A couple of years ago, my Chemistry teacher wondered out loud about whether putting milk in her tea later or earlier would cool it faster so she would be able to drink it during break time. I had a strong hunch that it would be putting it in later due to the higher rate of cooling due to the larger heat difference between the room and the tea. But I had no proof – until now (well a couple of years ago when I did the experiment).

$$T_T = \text{initial tea temperature}$$

$$T_M = \text{milk temperature}$$

$$T_R = \text{room temperature}$$

$$C_T = \text{heat capacity of tea} = \text{mass} \cdot \text{specific heat capacity}$$

$$C_M = \text{heat capacity of milk} = \text{mass} \cdot \text{shc}$$

$$t = \text{time}$$

$$T_M < T_R$$

$$C_M, C_T > 0$$

$$k > 0$$

Temperature of mixture of 2 liquids:

$$M(T_1, T_2) = \frac{T_1 C_1 + T_2 C_2}{C_1 + C_2}$$

Temperature of object against time:

$$C(T_T, t) = T_R + (T_T – T_R)e^{-kt}$$

When is \(M(C(T_T, t), T_M) \leq C(M(T_T, T_M), t)\)?

$$\frac{( T_R + (T_T – T_R)e^{-kt} ) C_T + T_M C_M}{C_T + C_M} \leq T_R + \left ( \frac{T_T C_T + T_M C_M}{C_T + C_M} – T_R \right ) e^{-kt}$$

$$(T_R + (T_T – T_R)e^{-kt}) C_T + T_M C_M \leq T_R(C_T + C_M) + (T_T C_T + T_M C_M – T_R(C_T + C_M) ) e^{-kt}$$

$$T_R C_T + (T_T – T_R)e^{-kt} C_T + T_M C_M \leq T_R(C_T + C_M) + (T_T C_T + T_M C_M – T_R(C_T + C_M) ) e^{-kt}$$

$$e^{-kt}((T_T – T_R) C_T – (T_T C_T + T_M C_M – T_R(C_T + C_M)) \leq T_R(C_T + C_M) – T_M C_M – T_R C_T $$

$$e^{-kt}(T_T C_T – T_R C_T – T_T C_T – T_M C_M + T_R C_T + T_R C_M) \leq T_R C_T + T_R C_M – T_M C_M – T_R C_T $$

$$e^{-kt}(- T_M C_M + T_R C_M) \leq C_M (T_R – T_M)$$

$$e^{-kt} \cdot C_M (T_R – T_M) \leq C_M (T_R – T_M)$$

Division is allowed because \(C_M > 0, T_R > T_M \therefore T_R – T_M > 0\)

----------

WORK TO BE COMPLETED: Pick up the derivation above about whether adding milk to tea early or late cools it faster, and carry it on from its last sentence.

PROVIDED DATA:

----------

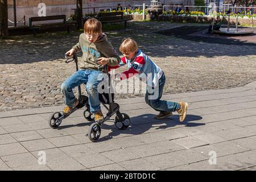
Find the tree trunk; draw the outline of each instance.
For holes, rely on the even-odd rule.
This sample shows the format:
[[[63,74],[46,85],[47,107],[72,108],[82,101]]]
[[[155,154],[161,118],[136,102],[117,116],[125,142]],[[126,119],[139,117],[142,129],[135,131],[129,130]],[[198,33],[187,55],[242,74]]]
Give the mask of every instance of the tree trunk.
[[[7,38],[8,32],[7,0],[0,0],[0,36]]]
[[[84,19],[82,18],[82,0],[76,1],[76,13],[77,29],[82,29],[84,26]]]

----------

SOLVED PROBLEM:
$$e^{-kt} \leq 1$$

$$-kt \leq \ln(1)$$

$$kt \geq 0$$

$$k \gt 0 \therefore$$

$$t \geq 0$$

Thus, as long as the milk is colder than room temperature, your tea will always cool quicker if you add milk after letting it cool rather than adding milk and then waiting for it to cool. This result also means that if you want to keep a cup of tea warmer for longer (and you are going to add milk), you should add milk as soon as possible (whilst also factoring in optimum tea extraction temperature).

Now all this result shows is that it will be cooler, but without any knowledge of the variables, it’s impossible to say whether the difference is perceptible or even measurable. So I did the experiment.

I made two cups of tea, removing the teabag then measuring the temperature over 5 minutes using a cheap digital thermometer from Amazon connected to an Arduino. In one I added milk immediately while with the other I added it at the end. The raw data can be found here. I found that there was about a 3°C difference – definitely measurable but not particularly noticeable.

So, if you need your tea to cool down faster, put the milk in later. However, I’ve found the inverse much more useful – keep tea warmer for longer by adding milk sooner.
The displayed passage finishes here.